## [TASK DATA]
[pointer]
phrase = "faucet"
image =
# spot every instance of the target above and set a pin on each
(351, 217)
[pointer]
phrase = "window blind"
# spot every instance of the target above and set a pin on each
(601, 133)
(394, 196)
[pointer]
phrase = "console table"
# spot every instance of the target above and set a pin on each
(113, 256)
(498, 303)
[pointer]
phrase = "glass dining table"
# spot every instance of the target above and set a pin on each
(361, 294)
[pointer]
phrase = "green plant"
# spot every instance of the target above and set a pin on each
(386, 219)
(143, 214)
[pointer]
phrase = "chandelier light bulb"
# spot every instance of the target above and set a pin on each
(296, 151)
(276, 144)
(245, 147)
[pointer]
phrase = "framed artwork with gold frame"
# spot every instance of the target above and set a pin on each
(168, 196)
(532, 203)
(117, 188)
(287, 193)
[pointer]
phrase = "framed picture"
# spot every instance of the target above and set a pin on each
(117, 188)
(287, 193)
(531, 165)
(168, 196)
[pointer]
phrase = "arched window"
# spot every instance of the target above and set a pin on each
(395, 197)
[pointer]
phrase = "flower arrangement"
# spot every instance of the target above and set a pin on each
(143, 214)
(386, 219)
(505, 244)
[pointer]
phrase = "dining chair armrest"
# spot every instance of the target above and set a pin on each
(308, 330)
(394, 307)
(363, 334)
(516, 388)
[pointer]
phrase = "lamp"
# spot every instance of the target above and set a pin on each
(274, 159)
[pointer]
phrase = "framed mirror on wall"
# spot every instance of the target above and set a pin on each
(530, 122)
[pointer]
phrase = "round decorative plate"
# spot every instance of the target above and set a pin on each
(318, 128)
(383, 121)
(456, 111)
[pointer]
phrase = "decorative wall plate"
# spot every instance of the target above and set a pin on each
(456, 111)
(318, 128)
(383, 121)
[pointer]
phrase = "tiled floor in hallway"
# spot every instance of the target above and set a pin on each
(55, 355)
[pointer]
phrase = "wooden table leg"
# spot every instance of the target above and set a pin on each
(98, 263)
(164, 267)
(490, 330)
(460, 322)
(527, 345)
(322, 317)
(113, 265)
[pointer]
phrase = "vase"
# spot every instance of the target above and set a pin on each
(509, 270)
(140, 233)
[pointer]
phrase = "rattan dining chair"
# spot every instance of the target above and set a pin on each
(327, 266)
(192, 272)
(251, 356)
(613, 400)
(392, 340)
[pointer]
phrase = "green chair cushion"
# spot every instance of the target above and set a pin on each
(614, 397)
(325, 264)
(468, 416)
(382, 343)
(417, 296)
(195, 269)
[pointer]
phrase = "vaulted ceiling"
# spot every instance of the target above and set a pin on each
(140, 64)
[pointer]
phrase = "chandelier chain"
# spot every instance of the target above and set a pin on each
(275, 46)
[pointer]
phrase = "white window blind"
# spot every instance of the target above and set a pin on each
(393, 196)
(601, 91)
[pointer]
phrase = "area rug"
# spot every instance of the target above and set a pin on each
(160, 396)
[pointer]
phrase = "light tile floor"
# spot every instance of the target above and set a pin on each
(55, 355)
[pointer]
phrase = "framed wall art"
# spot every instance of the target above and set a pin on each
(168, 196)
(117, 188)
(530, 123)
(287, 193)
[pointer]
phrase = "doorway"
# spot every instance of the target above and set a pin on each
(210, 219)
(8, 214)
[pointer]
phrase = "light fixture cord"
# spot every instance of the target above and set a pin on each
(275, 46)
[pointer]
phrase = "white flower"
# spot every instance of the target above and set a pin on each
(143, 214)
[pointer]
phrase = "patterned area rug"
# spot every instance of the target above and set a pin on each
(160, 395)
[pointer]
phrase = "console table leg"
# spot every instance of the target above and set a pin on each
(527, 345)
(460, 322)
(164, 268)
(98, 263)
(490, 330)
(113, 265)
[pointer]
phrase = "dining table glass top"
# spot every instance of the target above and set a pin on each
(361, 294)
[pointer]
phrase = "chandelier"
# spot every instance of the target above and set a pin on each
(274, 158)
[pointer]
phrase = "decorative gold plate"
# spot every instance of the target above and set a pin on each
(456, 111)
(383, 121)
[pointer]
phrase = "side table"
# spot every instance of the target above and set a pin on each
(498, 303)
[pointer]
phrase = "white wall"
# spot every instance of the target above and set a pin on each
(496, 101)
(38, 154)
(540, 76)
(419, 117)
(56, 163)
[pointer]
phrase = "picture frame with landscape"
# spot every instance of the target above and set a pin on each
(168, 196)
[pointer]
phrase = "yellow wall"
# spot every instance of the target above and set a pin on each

## [SHORT EXERCISE]
Each record above should be output again exactly.

## [SOLUTION FOR THIS PROBLEM]
[pointer]
phrase = "faucet"
image =
# spot every instance of the target above and set a pin on each
(351, 217)
[pointer]
phrase = "window blind"
# spot every instance of the target above and set a pin on each
(601, 133)
(394, 196)
[pointer]
phrase = "console table"
# spot every instance of the target above and set a pin on each
(113, 256)
(498, 303)
[pointer]
phrase = "glass dining table"
# spot every instance of the target above and set a pin on each
(361, 294)
[pointer]
phrase = "green plant"
# spot every instance of the target above and set a pin on each
(386, 219)
(143, 214)
[pointer]
phrase = "chandelier light bulb"
# spot every instance of the target above and set a pin on each
(296, 151)
(276, 144)
(245, 147)
[pointer]
phrase = "framed artwork with gold frame"
# spot every instance of the target above and set a pin on each
(168, 196)
(532, 203)
(117, 188)
(287, 193)
[pointer]
phrase = "framed picture"
# spot every instance of the target above and set a pin on each
(117, 188)
(287, 193)
(531, 165)
(168, 196)
[pointer]
phrase = "arched window"
# spot every instance of the target above and set a pin on each
(395, 197)
[pointer]
phrase = "flower arrangement"
# spot every instance of the target above and set a pin on each
(143, 214)
(386, 219)
(505, 244)
[pointer]
phrase = "dining chair armrest"
# spot every instance of the target above and set a pin on each
(308, 330)
(394, 307)
(363, 334)
(516, 388)
[pointer]
phrase = "lamp"
# spot every instance of the target above and set a pin on each
(274, 159)
[pointer]
phrase = "framed mirror on wall"
# spot every instance of the target above and set a pin on each
(530, 122)
[pointer]
phrase = "round decorative plate"
# spot every instance of the target above and set a pin on each
(318, 128)
(383, 121)
(456, 111)
[pointer]
phrase = "decorative wall plate"
# spot every instance of the target above and set a pin on each
(456, 111)
(318, 128)
(383, 121)
[pointer]
phrase = "tiled floor in hallway"
# spot every instance of the target above and set a pin on each
(55, 355)
[pointer]
phrase = "wooden table leg"
# spot every instance of the target above and set a pin on each
(98, 263)
(164, 267)
(490, 330)
(460, 322)
(527, 345)
(322, 317)
(113, 265)
[pointer]
phrase = "vase"
# spot every instance of the target above and set a pin on each
(509, 270)
(140, 233)
[pointer]
phrase = "rattan dining chair"
# spot every instance of the target above and set a pin on each
(327, 266)
(192, 272)
(251, 356)
(613, 400)
(392, 340)
[pointer]
phrase = "green chair cushion"
# spot every instance of the target above and set a pin on each
(614, 397)
(325, 264)
(468, 416)
(382, 343)
(417, 296)
(195, 269)
[pointer]
phrase = "vaulted ceiling"
# spot every instance of the target above and set a pin on each
(140, 64)
[pointer]
phrase = "chandelier chain"
# spot every instance of the target above and set a pin on each
(275, 46)
[pointer]
phrase = "white window blind"
# spot every instance of the target above and set a pin on each
(393, 196)
(601, 91)
[pointer]
phrase = "area rug"
# spot every instance of the target above and set a pin on each
(160, 396)
[pointer]
phrase = "light tile floor"
# spot every instance of the target above and set a pin on each
(55, 355)
[pointer]
phrase = "framed wall art"
# spot every instance of the target above and set a pin on each
(168, 196)
(117, 188)
(530, 123)
(287, 193)
[pointer]
phrase = "doorway"
# spot every instance of the target above and set a pin on each
(210, 219)
(8, 214)
[pointer]
phrase = "light fixture cord"
# spot every instance of the target above and set a pin on each
(275, 46)
[pointer]
phrase = "white flower"
# spot every instance of the target above and set a pin on each
(143, 214)
[pointer]
phrase = "patterned area rug"
# spot every instance of the target above and set a pin on each
(160, 395)
[pointer]
phrase = "console table leg"
# spot every instance of the target above and set a pin on each
(527, 345)
(460, 322)
(164, 268)
(98, 263)
(490, 330)
(113, 265)
[pointer]
phrase = "dining table glass top"
# spot every instance of the target above and set a pin on each
(361, 294)
[pointer]
phrase = "chandelier"
# spot every instance of the target above and set a pin on each
(274, 158)
[pointer]
phrase = "decorative gold plate"
# spot every instance of the target above and set a pin on each
(456, 111)
(383, 121)
[pointer]
phrase = "side table"
# spot every instance of the target above and set a pin on each
(498, 303)
[pointer]
phrase = "white wall"
# spot every instance of the target above and set a pin on each
(496, 101)
(38, 154)
(540, 76)
(419, 117)
(56, 163)
[pointer]
phrase = "picture frame with landscape"
# spot every instance of the target above and set a pin on each
(168, 196)
[pointer]
phrase = "yellow wall"
# spot every instance of the target above and set a pin on each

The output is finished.